Corporate credit cards with rewards can provide important financial advantages for companies that have outgrown small business credit cards. But in order to capture the full economic benefit, it’s important to choose the corporate rewards card that makes the most sense for your company. The following discussion highlights what a business needs to know about corporate credit card rewards programs – from how they work to their benefits – so you can choose wisely.
How Corporate Credit Cards Work
Corporate credit cards, sometimes referred to as commercial credit cards, are those where the company itself is the client, not the owner of the business. For this reason, corporate credit cards are only available to C-Corporations, S-Corporations, and some LLCs. Further, credit card issuers usually impose revenue minimums, expected spending thresholds, and a minimum number of employee credit cards. During the application process, the corporation must show its credit worthiness by submitting credit reports, financial statements, and other documents.
Often, the impetus for moving to a corporate credit card program is to shift liability off the business owner and onto the corporation, the individual cardholders, or a combination of the two. Corporate credit cards are usually issued in both the company’s name and the individual cardholder’s name, even though the credit line belongs to the company. As such, the company sets guidelines for how employees can use corporate credit cards, including penalties for noncompliance.
Corporate credit cards are used for many types of expenditures, such as business travel and entertainment, general business procurement, hardware, software, and utility bills. One reason why is the ease and convenience they offer in comparison to checks and wire transfers when making business-to-business, e-commerce, and international payments. Beyond this purchasing power, corporate credit card programs provide clients with services like expense tracking, accounts payable system integration, and rewards.
■ ■ ■ ■ ■ ■ ■
### STUDY QUESTIONS:
1) In the corporate credit card text:
(a) Which kinds of companies are corporate credit cards available to?
(b) In whose names are corporate credit cards usually issued?
(c) What does a corporation submit during the application process to show its credit worthiness?
2) Could you repeat, word for word, the passage of the corporate credit card text that opens with the words containing "How Corporate Credit" and closes with "and other documents."?
3) Can you carry on the corporate credit card text from where it stops?
You won't need the items.

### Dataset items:
■ ■ ■ ■ ■ ■ ■
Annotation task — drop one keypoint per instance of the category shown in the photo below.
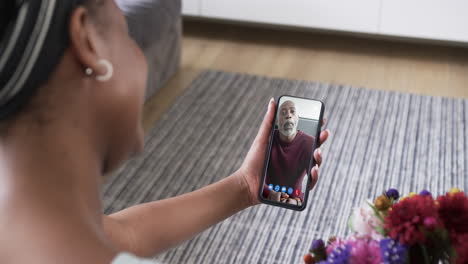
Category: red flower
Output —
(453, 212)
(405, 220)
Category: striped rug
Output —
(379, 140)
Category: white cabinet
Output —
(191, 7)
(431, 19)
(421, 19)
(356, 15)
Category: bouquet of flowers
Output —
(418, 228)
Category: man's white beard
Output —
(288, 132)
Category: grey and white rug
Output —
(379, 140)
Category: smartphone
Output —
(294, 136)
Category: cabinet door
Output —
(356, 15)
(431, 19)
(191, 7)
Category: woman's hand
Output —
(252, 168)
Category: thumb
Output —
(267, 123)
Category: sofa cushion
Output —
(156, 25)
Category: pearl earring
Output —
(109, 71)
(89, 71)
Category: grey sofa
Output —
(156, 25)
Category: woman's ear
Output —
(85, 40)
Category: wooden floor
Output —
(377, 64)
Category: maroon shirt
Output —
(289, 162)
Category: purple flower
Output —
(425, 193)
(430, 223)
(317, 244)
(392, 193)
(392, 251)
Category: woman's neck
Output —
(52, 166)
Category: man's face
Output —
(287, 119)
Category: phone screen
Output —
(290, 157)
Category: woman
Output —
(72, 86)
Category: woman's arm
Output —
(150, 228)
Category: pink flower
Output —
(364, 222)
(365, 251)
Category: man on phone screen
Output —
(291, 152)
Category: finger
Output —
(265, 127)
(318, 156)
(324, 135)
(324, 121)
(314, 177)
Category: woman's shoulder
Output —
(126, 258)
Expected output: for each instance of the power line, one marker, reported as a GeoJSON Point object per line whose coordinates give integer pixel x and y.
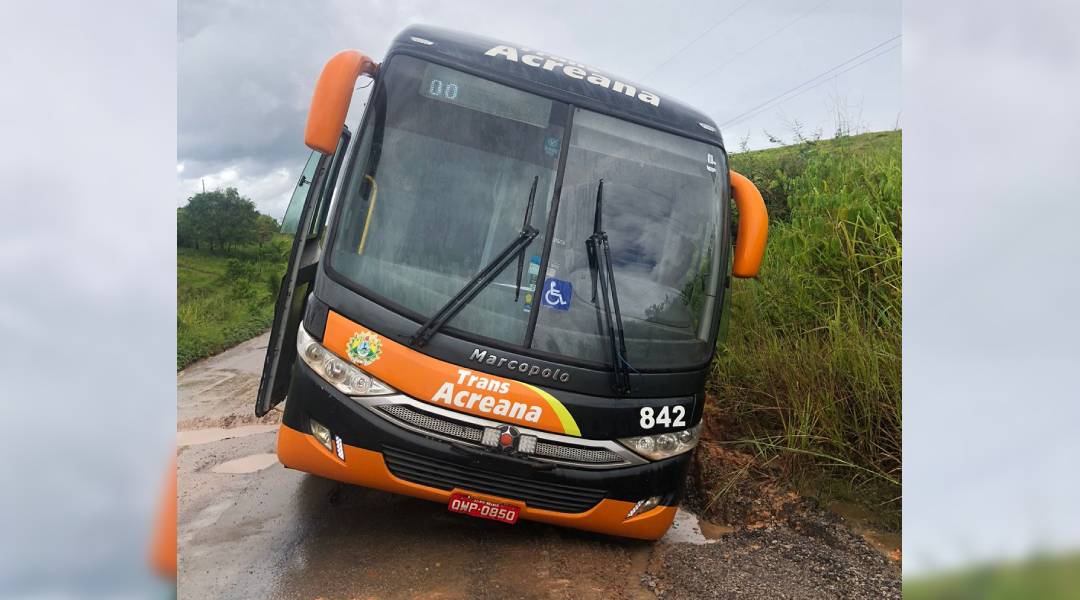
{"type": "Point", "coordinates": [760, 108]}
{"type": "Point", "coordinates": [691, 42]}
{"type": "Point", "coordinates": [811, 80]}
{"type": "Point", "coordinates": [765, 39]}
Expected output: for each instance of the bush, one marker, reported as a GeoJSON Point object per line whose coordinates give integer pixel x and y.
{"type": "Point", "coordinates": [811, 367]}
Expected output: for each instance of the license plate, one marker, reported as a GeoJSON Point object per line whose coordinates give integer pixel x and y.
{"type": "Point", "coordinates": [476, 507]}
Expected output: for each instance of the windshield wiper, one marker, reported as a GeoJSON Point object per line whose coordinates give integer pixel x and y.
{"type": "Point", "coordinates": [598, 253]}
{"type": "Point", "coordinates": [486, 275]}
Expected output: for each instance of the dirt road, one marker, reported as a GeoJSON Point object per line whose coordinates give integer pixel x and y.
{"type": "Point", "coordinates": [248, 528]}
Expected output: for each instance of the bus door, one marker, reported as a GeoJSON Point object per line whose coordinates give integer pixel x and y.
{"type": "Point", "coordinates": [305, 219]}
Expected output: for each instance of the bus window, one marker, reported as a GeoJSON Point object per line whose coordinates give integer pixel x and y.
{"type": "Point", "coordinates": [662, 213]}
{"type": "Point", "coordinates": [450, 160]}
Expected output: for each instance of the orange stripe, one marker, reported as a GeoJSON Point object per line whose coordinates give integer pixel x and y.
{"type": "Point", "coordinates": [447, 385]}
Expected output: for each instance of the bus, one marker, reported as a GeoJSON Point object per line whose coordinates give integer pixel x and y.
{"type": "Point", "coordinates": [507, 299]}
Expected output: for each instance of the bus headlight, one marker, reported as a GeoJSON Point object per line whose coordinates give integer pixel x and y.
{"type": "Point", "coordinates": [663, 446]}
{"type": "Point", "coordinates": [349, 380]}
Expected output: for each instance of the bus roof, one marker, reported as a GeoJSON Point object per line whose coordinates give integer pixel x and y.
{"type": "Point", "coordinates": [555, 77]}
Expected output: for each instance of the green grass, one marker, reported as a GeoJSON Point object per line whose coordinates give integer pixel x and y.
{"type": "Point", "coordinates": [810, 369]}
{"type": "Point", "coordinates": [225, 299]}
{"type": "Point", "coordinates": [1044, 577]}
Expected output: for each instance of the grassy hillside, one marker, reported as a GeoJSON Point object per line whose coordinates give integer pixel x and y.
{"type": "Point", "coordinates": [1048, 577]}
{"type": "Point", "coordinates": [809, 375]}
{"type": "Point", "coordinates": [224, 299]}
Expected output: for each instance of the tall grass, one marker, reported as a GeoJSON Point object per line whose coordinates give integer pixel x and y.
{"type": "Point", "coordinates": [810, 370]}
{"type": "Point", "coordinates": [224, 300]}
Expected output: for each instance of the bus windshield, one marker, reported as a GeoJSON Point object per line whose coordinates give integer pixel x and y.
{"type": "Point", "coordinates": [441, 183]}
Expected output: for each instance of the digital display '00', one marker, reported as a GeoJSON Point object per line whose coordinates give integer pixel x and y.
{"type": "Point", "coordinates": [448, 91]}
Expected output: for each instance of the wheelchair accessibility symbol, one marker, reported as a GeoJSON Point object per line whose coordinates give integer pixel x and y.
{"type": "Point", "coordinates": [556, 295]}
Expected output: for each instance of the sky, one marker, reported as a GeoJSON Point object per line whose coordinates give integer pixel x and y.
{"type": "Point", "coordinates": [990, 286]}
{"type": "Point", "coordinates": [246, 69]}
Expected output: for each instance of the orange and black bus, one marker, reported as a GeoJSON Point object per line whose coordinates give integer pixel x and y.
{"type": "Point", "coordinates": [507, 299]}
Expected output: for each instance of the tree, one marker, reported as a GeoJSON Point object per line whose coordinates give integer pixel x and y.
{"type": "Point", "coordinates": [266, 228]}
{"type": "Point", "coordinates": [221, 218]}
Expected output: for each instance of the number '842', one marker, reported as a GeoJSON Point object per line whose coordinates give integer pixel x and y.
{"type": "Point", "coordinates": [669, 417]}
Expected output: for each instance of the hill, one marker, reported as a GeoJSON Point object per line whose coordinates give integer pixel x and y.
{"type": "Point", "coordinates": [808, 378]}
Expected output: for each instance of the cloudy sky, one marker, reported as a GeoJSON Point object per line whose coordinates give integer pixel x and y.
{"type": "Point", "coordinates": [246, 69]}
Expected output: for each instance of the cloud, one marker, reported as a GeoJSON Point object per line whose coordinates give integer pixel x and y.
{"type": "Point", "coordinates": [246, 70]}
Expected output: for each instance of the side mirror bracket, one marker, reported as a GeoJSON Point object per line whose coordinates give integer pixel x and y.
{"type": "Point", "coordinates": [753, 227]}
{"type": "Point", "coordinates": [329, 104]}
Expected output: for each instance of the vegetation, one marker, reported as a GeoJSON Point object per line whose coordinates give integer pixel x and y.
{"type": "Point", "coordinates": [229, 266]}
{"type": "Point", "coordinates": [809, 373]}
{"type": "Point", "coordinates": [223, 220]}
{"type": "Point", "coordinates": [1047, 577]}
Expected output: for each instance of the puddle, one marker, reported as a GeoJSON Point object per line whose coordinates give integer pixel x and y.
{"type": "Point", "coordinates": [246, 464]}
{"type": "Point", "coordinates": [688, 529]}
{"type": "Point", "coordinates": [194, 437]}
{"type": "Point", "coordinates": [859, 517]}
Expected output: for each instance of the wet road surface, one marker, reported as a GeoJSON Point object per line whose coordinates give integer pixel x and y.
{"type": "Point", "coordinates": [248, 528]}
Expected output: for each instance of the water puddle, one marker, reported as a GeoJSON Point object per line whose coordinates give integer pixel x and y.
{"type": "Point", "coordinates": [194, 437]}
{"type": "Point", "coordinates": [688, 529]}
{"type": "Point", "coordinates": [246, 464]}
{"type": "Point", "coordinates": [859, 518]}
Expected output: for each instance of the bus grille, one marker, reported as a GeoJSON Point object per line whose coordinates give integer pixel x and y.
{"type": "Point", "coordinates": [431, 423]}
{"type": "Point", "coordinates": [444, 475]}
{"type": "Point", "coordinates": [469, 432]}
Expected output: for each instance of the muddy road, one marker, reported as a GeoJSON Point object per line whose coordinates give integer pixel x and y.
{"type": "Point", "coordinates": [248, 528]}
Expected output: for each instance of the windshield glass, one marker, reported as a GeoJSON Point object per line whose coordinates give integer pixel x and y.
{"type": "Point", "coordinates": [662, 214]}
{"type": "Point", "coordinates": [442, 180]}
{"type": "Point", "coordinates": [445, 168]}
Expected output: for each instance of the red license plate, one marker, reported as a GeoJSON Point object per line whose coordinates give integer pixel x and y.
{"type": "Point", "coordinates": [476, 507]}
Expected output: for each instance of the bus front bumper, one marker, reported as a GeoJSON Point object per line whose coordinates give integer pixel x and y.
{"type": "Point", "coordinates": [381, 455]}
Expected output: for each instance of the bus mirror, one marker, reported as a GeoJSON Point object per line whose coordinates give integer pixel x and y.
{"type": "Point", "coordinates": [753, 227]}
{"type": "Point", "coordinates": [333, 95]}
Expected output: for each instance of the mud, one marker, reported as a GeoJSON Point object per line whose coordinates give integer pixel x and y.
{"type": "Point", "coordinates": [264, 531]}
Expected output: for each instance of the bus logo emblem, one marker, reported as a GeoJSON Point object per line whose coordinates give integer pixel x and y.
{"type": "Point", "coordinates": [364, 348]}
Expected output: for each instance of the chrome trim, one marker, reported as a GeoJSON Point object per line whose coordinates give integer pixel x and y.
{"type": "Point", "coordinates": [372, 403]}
■ ■ ■ ■ ■ ■ ■
### ANSWER LIST:
1)
(a) C-Corporations, S-Corporations, and some LLCs.
(b) Both the company's name and the individual cardholder's name.
(c) Credit reports, financial statements, and other documents.

2)
How Corporate Credit Cards Work
Corporate credit cards, sometimes referred to as commercial credit cards, are those where the company itself is the client, not the owner of the business. For this reason, corporate credit cards are only available to C-Corporations, S-Corporations, and some LLCs. Further, credit card issuers usually impose revenue minimums, expected spending thresholds, and a minimum number of employee credit cards. During the application process, the corporation must show its credit worthiness by submitting credit reports, financial statements, and other documents.

3)
With the benefits of corporate credit cards programs comes higher annual fees than small business and personal cards. This makes it all the more important to choose the right card for your business.
Choosing Corporate Credit Cards with Rewards
Like personal credit cards, corporate credit card rewards are earned based on spending activity and commonly referred to as “points,” which can be converted into rewards. Points from spending by all a company’s corporate cardholders are typically funneled into the corporation’s account, sometimes accumulating significant point balances. Before choosing a corporate rewards card program, it’s a good idea to investigate how points are earned and redeemed, who can redeem points, redemption rates, and expiration terms. Depending on the card issuer, popular corporate credit card rewards can include:
- Cash back: Points can be redeemed for cash that’s given back to the corporation, usually in the form of a statement credit, check, or bank deposit.
- Travel: Points can be redeemed to help pay for air and rail tickets, as well as ride-sharing services and rental cars. Hotel stays and cruises are other common travel redemption methods.
- Gift cards: Points can be redeemed for gift cards from major retailers, often used for business purchasing or given to employees as incentives.
- Shop with points: Online retailers may allow purchases to be paid with points instead of cash or credit.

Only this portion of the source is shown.